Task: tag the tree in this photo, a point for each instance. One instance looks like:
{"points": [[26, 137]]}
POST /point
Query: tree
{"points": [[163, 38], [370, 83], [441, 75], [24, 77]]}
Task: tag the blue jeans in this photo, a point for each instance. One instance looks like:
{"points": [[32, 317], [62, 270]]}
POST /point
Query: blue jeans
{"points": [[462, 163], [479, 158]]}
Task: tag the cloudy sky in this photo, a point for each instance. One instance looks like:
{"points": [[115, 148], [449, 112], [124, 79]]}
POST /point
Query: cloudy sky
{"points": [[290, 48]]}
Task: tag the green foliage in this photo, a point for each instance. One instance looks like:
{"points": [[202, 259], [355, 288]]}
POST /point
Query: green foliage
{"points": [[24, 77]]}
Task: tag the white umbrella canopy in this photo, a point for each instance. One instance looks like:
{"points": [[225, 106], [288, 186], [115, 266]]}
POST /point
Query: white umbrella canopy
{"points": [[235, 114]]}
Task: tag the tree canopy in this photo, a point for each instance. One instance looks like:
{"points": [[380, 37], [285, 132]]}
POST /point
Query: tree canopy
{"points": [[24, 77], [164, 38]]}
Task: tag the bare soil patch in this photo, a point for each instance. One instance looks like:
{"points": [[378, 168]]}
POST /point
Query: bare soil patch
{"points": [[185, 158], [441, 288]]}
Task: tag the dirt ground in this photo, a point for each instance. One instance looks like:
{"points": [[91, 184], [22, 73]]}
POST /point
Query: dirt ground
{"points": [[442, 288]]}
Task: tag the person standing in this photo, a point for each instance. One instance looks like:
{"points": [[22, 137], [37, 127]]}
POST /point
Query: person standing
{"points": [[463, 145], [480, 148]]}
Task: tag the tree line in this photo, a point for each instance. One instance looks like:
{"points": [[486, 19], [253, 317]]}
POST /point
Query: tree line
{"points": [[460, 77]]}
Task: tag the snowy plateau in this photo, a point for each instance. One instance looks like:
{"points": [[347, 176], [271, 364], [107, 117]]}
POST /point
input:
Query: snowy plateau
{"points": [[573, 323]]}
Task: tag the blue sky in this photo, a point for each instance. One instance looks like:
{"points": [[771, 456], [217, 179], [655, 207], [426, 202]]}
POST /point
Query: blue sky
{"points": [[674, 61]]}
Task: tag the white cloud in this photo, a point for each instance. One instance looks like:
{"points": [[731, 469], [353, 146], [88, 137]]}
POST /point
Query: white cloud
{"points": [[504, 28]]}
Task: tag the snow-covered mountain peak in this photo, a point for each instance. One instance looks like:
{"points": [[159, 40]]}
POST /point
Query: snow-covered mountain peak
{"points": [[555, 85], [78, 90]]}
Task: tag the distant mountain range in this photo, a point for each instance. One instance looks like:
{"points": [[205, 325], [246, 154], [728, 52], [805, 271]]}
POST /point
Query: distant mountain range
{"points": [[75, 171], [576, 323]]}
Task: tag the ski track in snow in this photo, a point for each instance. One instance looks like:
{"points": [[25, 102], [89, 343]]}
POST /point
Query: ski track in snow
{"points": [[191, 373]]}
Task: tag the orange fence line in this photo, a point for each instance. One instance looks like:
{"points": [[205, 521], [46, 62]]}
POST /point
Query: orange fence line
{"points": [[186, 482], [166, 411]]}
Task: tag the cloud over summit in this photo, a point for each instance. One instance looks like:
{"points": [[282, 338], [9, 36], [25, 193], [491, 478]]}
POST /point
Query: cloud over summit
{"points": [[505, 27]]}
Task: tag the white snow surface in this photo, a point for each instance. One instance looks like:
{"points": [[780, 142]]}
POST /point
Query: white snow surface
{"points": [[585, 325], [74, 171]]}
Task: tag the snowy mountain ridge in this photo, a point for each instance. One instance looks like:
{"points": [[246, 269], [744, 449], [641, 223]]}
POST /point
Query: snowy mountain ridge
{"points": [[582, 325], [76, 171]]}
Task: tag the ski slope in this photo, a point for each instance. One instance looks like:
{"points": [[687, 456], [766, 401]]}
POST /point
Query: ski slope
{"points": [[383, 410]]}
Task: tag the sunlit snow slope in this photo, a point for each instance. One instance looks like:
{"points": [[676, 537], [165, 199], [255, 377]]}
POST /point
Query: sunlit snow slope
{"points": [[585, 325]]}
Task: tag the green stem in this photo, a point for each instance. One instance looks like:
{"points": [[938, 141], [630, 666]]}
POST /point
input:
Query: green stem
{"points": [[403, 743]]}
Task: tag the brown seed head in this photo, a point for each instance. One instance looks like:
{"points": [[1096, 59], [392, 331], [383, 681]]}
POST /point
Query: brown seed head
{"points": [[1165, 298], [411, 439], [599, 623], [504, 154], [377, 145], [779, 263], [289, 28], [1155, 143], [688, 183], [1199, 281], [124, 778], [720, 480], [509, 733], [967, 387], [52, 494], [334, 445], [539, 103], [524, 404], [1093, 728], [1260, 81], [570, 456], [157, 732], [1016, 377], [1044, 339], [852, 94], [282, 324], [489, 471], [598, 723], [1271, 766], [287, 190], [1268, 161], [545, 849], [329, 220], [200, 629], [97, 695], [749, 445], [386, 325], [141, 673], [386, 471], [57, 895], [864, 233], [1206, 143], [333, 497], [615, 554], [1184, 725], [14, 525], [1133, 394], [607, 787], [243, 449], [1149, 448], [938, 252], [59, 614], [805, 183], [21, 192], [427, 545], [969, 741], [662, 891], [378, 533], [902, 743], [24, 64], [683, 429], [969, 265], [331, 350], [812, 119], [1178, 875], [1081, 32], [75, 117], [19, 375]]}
==========
## Your instructions
Repeat each entry word for word.

## Response
Task: tag the tree in this photo, a point for each instance. One instance looks like:
{"points": [[26, 137]]}
POST /point
Query: tree
{"points": [[163, 38], [370, 83], [441, 75], [24, 77]]}
Task: tag the blue jeans in this photo, a point for each instance. One instance looks like:
{"points": [[32, 317], [62, 270]]}
POST /point
Query: blue jeans
{"points": [[462, 163], [479, 158]]}
Task: tag the cloudy sky in this photo, a point for each instance. One instance looks like:
{"points": [[115, 148], [449, 112], [124, 79]]}
POST /point
Query: cloudy sky
{"points": [[290, 48]]}
Task: tag the green foliage in this photo, a point for each instance. One instance looks like:
{"points": [[202, 259], [355, 288]]}
POST /point
Query: green foliage
{"points": [[24, 77]]}
Task: tag the white umbrella canopy in this photo, a point for each instance. One instance looks like:
{"points": [[225, 106], [288, 186], [115, 266]]}
POST /point
Query: white umbrella canopy
{"points": [[235, 114]]}
Task: tag the tree canopy in this photo, a point for each instance. One instance looks like:
{"points": [[380, 37], [285, 132]]}
POST /point
Query: tree canopy
{"points": [[24, 77], [164, 38]]}
Task: tag the bare soil patch in this photo, a point for each instance. One instance looks like:
{"points": [[378, 168]]}
POST /point
Query: bare soil patch
{"points": [[185, 158], [441, 288]]}
Task: tag the dirt ground in this photo, a point for each instance. One instance looks like:
{"points": [[91, 184], [22, 73]]}
POST /point
Query: dirt ground
{"points": [[442, 288]]}
Task: tag the person standing in this photo, a point for each instance. One instance looks like:
{"points": [[22, 137], [37, 127]]}
POST /point
Query: person standing
{"points": [[463, 145], [480, 148]]}
Task: tag the tree line in this photo, a point for each instance. One instance looks like:
{"points": [[486, 19], [253, 317]]}
POST /point
Query: tree line
{"points": [[460, 77]]}
Task: tag the snowy plateau in this photo, a point for each instance. One instance looks like:
{"points": [[347, 176], [271, 364], [107, 117]]}
POST /point
input:
Query: snowy plateau
{"points": [[573, 323]]}
Task: tag the blue sky in this photo, a point for each instance. One instance looks like:
{"points": [[771, 456], [217, 179], [655, 207], [426, 202]]}
POST /point
Query: blue sky
{"points": [[674, 61]]}
Task: tag the white cloud in this photo, a point for each instance. One instance looks like:
{"points": [[731, 469], [353, 146], [88, 137]]}
POST /point
Query: white cloud
{"points": [[504, 28]]}
Task: tag the snow-covered mountain peak in this photo, a point for each instance. One instance looks like:
{"points": [[159, 40]]}
POST /point
Query: snow-covered mountain peak
{"points": [[555, 85], [78, 90]]}
Task: tag the distant mountain range in this photo, a point for each instance. One instance looks like:
{"points": [[205, 325], [246, 154], [728, 52], [805, 271]]}
POST /point
Query: distant mountain range
{"points": [[75, 171], [576, 323]]}
Task: tag the ski track in snow in this photo, a point for each instance. One instance looks like:
{"points": [[25, 102], [89, 343]]}
POST /point
Query: ski track in snow
{"points": [[191, 373]]}
Task: tag the orange fence line in this photo, a point for each instance. One instance looks like:
{"points": [[205, 521], [46, 62]]}
POST /point
Query: orange fence line
{"points": [[186, 482], [166, 411]]}
Task: tag the cloud over summit in this photo, a point for each instance. One instance looks like:
{"points": [[282, 338], [9, 36], [25, 193], [491, 478]]}
POST /point
Query: cloud over summit
{"points": [[505, 27]]}
Task: tag the white snow surface in this photo, a point for each instance. One instance looks like:
{"points": [[780, 142]]}
POST /point
Query: white snow surface
{"points": [[585, 325], [74, 171]]}
Task: tag the snowy mountain ridge in this photo, a point for each instance. One instance looks like:
{"points": [[246, 269], [744, 449], [641, 223]]}
POST /point
Query: snowy mountain ridge
{"points": [[582, 325], [76, 171]]}
Task: tag the ski slope in this photo, a point for each instance. One instance looks like:
{"points": [[687, 456], [766, 401]]}
POST /point
Query: ski slope
{"points": [[383, 410]]}
Task: tag the sunlit snow slope in this photo, a point for each instance. One instance looks like:
{"points": [[676, 537], [165, 199], [255, 377]]}
POST /point
Query: sunlit snow slope
{"points": [[585, 325]]}
Task: tag the green stem in this photo, a point for each instance. One instance looks like:
{"points": [[938, 141], [630, 666]]}
POST /point
input:
Query: green stem
{"points": [[403, 743]]}
Task: tag the brown seed head in this photo, a point for each instance. One instance looks like:
{"points": [[1096, 59], [392, 331], [383, 681]]}
POST /point
Query: brown seed head
{"points": [[1165, 298], [411, 439], [599, 623], [504, 154], [377, 145], [779, 263], [289, 28], [1155, 143], [688, 183], [1199, 281], [124, 778], [720, 480], [509, 733], [967, 387], [52, 494], [334, 445], [539, 103], [524, 404], [1093, 728], [1260, 81], [570, 456], [157, 732], [1016, 377], [1044, 339], [852, 94], [282, 324], [489, 471], [598, 723], [1271, 766], [287, 190], [1268, 161], [545, 849], [329, 220], [200, 629], [97, 695], [749, 445], [386, 325], [141, 673], [386, 471], [57, 895], [864, 233], [1206, 143], [333, 497], [615, 554], [1184, 725], [14, 525], [1133, 394], [607, 787], [243, 449], [1149, 448], [938, 252], [59, 614], [805, 183], [21, 192], [427, 545], [969, 741], [662, 891], [378, 533], [902, 743], [24, 64], [683, 429], [969, 265], [331, 350], [812, 119], [1178, 875], [1081, 32], [75, 117], [19, 375]]}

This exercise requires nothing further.